> [How to complete this task]: Only a number is wanted: how many lines of the entries include the string "below"?

> [Exercise inputs]:
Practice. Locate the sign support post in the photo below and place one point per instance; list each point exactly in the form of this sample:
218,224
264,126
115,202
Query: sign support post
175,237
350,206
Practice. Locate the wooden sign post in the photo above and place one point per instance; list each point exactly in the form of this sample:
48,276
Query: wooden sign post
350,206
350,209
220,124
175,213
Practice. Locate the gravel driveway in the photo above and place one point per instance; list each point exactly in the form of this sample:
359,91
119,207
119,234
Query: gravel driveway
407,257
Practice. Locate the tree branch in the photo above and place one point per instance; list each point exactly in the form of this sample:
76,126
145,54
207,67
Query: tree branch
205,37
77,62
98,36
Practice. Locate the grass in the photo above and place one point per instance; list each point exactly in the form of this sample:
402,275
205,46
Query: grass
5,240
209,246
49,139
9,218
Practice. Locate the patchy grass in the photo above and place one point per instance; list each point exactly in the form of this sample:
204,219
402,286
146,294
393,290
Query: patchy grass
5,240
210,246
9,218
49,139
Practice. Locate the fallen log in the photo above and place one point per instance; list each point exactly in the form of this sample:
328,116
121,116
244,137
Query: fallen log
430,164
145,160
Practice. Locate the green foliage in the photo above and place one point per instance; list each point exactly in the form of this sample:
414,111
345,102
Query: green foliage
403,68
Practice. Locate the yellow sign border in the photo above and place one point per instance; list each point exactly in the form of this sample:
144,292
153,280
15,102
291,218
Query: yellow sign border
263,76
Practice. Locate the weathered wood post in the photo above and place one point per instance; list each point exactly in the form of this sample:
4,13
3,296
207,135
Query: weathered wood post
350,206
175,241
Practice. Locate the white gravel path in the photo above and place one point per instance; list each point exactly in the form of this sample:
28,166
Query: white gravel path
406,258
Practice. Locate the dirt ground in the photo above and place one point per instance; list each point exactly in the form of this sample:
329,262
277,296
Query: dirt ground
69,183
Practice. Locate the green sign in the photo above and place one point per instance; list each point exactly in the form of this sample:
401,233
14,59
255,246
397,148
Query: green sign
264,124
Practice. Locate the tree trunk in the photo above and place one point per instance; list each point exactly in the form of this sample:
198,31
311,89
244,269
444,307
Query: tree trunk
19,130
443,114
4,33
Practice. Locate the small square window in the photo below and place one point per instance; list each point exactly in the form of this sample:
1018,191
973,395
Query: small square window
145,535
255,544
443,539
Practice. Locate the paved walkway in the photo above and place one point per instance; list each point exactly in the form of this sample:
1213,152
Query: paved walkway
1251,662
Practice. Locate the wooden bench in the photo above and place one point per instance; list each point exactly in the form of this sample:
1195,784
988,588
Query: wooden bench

> [Task solution]: 2